Integrated after-market solar panel antennas with multi-diversity

Summary form only given. Cube satellites (CubeSat) are in the family of small satellites and typically a 1U CubeSat is a 10x10x10 cm3 cube. In application, 2 or 3 1U CubeSat can be stacked together to form a satellite in order to perform extended science mission that the 1U ones. As the size of a CubeSat is very small, there is an increased challenge due to the competition of solar cells and antennas for surface space. One effective method to resolve this issue is to integrate antennas with solar panels without affecting the solar cell performance. From such an integration perspective, cavity backed slot antennas become very good choice. Although researchers have integrated slot antennas with solar panels, the diversity of the antenna function is limited. This means, one integrated solar panel antenna can only be used for one specific mission. On the other hand, if one can design a solar panel with antennas exhibiting multiple properties, then it is possible to quickly reconfigure a single solar panel for different missions. This will result in an enormous cost reduction in science missions. This paper reports our progress in investigating such an integrated multifunctional solar panel antenna. Such a multifunctional integration is very much feasible for a 2U or 3U solar panel when the antennas operate at S band or 5 GHz range, two frequency bands that are favored by CubeSat communication systems. As achieving different circular polarization and dual band properties have been previously investigated, this study focuses on how to switch between polarizations. In addition to the two frequency bands of interest, a GPS antenna is most often needed by a satellite. Therefore, we report our study on integrating a GPS antenna on solar panel. When multiple ports or switches are employed to generate different diversity, isolation between bands, polarization, and patterns can be an issue. In addition, cavity backed slot antennas have shown relatively lower efficiency because - f the loss due to the cavity. We present our progress in investigating and improving the isolation and antenna efficiency.

▶ [Study material]
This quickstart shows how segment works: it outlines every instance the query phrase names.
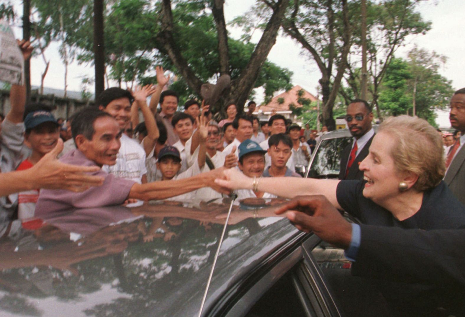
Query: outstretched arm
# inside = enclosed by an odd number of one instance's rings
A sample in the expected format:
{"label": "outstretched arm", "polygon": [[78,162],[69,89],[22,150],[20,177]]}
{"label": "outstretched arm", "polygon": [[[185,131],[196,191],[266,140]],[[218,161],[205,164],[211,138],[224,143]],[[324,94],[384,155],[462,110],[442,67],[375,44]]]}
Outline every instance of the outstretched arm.
{"label": "outstretched arm", "polygon": [[63,141],[59,139],[55,148],[30,169],[0,173],[0,196],[38,188],[80,192],[103,183],[102,177],[85,174],[99,170],[98,166],[72,165],[57,160],[62,149]]}
{"label": "outstretched arm", "polygon": [[155,142],[160,136],[160,132],[155,121],[155,117],[147,106],[147,97],[155,91],[156,88],[153,85],[147,85],[141,88],[138,87],[133,94],[135,102],[144,116],[144,121],[147,128],[147,136],[144,138],[142,144],[147,155],[152,152]]}
{"label": "outstretched arm", "polygon": [[166,86],[168,81],[170,80],[170,76],[165,77],[163,74],[163,67],[161,66],[157,66],[155,67],[157,72],[157,88],[153,95],[150,99],[150,104],[149,108],[150,111],[154,115],[157,113],[157,106],[160,101],[160,95],[161,94],[161,91],[163,90],[163,87]]}
{"label": "outstretched arm", "polygon": [[215,179],[219,177],[223,170],[222,168],[217,169],[176,181],[154,182],[142,185],[135,183],[131,188],[128,198],[141,200],[165,199],[207,186],[220,192],[229,193],[229,191],[222,188],[214,182]]}
{"label": "outstretched arm", "polygon": [[[253,179],[247,177],[234,169],[226,170],[222,178],[215,182],[224,187],[232,190],[253,189]],[[336,189],[339,181],[298,177],[262,177],[257,180],[259,191],[274,194],[286,198],[293,198],[299,196],[322,195],[334,207],[340,208],[336,197]]]}
{"label": "outstretched arm", "polygon": [[[30,58],[33,49],[31,43],[24,40],[17,41],[22,52],[23,59],[26,61]],[[6,118],[13,123],[22,122],[24,115],[24,106],[26,102],[26,85],[12,85],[10,91],[10,100],[11,101],[11,108],[7,115]]]}

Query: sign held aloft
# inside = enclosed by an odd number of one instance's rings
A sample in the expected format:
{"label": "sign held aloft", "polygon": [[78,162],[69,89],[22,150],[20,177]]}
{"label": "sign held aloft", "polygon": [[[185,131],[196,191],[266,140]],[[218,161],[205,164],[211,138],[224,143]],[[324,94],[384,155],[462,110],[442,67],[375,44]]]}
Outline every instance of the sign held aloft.
{"label": "sign held aloft", "polygon": [[22,85],[24,62],[13,30],[6,21],[0,19],[0,81]]}

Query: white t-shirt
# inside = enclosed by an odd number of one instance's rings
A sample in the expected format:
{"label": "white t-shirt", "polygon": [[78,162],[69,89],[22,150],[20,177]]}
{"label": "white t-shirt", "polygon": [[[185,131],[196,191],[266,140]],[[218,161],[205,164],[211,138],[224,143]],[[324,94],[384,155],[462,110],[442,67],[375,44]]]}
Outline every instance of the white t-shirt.
{"label": "white t-shirt", "polygon": [[116,164],[104,165],[102,170],[120,178],[130,179],[141,183],[142,175],[147,174],[146,154],[142,146],[125,134],[121,137],[121,147],[116,157]]}

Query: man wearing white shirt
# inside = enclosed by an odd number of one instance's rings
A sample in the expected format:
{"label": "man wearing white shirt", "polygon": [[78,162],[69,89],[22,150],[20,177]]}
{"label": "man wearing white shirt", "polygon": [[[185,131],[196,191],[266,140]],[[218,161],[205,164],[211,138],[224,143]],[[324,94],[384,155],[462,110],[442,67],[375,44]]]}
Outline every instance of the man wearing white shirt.
{"label": "man wearing white shirt", "polygon": [[342,150],[339,179],[362,180],[363,172],[359,164],[368,154],[375,135],[372,127],[373,113],[368,103],[355,99],[347,106],[345,120],[353,141]]}
{"label": "man wearing white shirt", "polygon": [[183,112],[176,114],[171,120],[173,130],[179,138],[179,140],[173,145],[178,149],[181,155],[181,169],[179,173],[184,172],[189,167],[187,159],[190,155],[187,155],[187,153],[188,152],[190,153],[191,149],[186,142],[192,136],[193,123],[193,118]]}
{"label": "man wearing white shirt", "polygon": [[[134,98],[127,90],[113,87],[104,90],[97,99],[99,109],[109,114],[124,130],[131,120],[131,105]],[[119,178],[130,179],[139,183],[147,182],[146,153],[135,140],[123,134],[121,147],[114,165],[104,165],[102,169]]]}
{"label": "man wearing white shirt", "polygon": [[462,133],[451,148],[445,160],[447,170],[444,182],[455,196],[465,205],[465,88],[454,93],[449,115],[451,125]]}
{"label": "man wearing white shirt", "polygon": [[[253,122],[250,117],[243,115],[236,116],[236,118],[232,121],[232,127],[236,130],[236,137],[229,145],[225,148],[223,153],[227,155],[232,152],[233,149],[237,149],[241,143],[250,139],[253,132],[252,124]],[[237,156],[237,151],[235,153]]]}
{"label": "man wearing white shirt", "polygon": [[[270,127],[270,136],[278,133],[286,133],[286,118],[282,115],[274,115],[270,118],[268,121],[268,126]],[[267,150],[270,148],[268,144],[268,140],[269,138],[263,141],[260,143],[260,147],[264,150]],[[271,166],[271,158],[268,153],[265,155],[265,165],[266,167]],[[295,171],[295,165],[294,163],[293,154],[291,155],[291,157],[287,160],[286,163],[287,166],[292,172]]]}

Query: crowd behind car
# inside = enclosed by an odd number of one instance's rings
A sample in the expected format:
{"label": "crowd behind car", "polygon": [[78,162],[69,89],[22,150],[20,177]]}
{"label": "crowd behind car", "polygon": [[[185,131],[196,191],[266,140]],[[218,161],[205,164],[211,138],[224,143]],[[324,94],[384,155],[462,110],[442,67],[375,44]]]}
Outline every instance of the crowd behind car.
{"label": "crowd behind car", "polygon": [[[19,44],[28,59],[30,43]],[[312,180],[302,176],[326,127],[319,132],[308,124],[303,128],[277,113],[261,121],[252,101],[246,107],[227,103],[226,117],[221,112],[214,115],[205,100],[189,100],[180,107],[176,93],[166,89],[169,77],[161,67],[156,71],[156,86],[132,91],[107,88],[97,96],[95,106],[66,121],[56,119],[46,105],[26,105],[24,87],[13,85],[11,110],[1,123],[0,137],[3,223],[46,219],[71,208],[208,201],[231,190],[239,200],[294,198],[278,213],[291,210],[286,216],[298,229],[343,248],[348,258],[360,263],[355,266],[359,274],[370,271],[363,257],[366,225],[432,231],[465,228],[461,135],[465,89],[451,99],[451,123],[457,130],[450,135],[407,116],[387,119],[375,133],[368,102],[352,101],[345,118],[353,141],[341,152],[339,180]],[[243,108],[246,112],[239,111]],[[326,198],[295,198],[318,194]],[[361,224],[315,223],[328,213],[339,219],[334,207]],[[451,252],[455,256],[455,249]],[[458,271],[461,276],[463,270]],[[385,290],[396,311],[429,314],[442,303],[431,300],[424,306],[424,300],[417,300],[442,289],[404,286],[410,292],[400,299],[392,296],[399,287],[390,284]]]}

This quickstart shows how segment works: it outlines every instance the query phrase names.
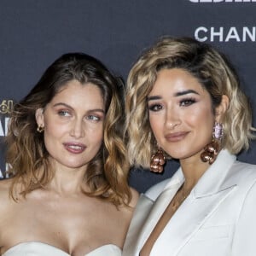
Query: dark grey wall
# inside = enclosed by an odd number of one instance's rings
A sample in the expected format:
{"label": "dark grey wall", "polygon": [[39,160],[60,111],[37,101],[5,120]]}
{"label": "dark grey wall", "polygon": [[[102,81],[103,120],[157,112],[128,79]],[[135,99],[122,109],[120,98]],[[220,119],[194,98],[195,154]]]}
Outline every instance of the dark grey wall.
{"label": "dark grey wall", "polygon": [[[256,0],[2,0],[0,140],[11,101],[26,95],[61,54],[86,52],[126,79],[142,49],[166,34],[191,36],[228,54],[255,109],[255,14]],[[2,145],[2,175],[3,151]],[[253,143],[239,159],[256,164],[255,156]],[[143,191],[177,166],[168,163],[163,175],[133,171],[131,184]]]}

▶ [Work task A]
List everything the solar panel antenna summary names as something between which isolation can be an issue when multiple ports or switches are used.
▶ [Work task B]
According to the solar panel antenna summary, what are the dimensions of a typical 1U CubeSat?
The records can be ignored here.

▶ [Answer area A]
Bands, polarization, and patterns.

▶ [Answer area B]
10x10x10 cm3.